_Task goal:_
Using the records below, give the number of lines where the string "door" shows up. Add nothing to it.

+---+

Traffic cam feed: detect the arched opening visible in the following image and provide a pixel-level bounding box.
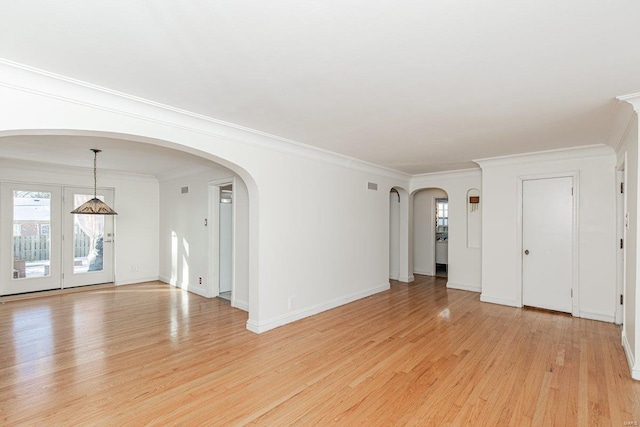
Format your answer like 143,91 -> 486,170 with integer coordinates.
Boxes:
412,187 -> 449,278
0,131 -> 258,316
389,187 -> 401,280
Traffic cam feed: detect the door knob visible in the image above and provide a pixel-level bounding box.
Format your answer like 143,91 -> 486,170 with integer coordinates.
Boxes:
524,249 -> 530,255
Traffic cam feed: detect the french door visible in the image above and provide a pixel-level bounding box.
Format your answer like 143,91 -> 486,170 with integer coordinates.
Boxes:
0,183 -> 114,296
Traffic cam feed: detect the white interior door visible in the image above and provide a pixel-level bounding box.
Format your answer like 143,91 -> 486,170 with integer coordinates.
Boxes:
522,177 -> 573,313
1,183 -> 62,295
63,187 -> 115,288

+---+

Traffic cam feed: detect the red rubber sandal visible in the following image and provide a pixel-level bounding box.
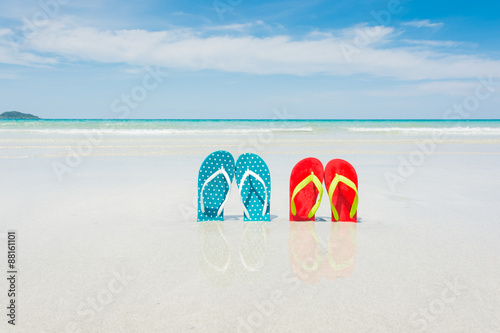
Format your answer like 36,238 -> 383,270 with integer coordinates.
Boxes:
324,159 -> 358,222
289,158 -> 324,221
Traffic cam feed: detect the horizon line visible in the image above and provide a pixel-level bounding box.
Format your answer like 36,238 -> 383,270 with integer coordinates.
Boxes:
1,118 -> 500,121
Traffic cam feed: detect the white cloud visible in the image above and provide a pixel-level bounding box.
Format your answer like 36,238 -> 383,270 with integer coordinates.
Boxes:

+---+

_Problem solution:_
3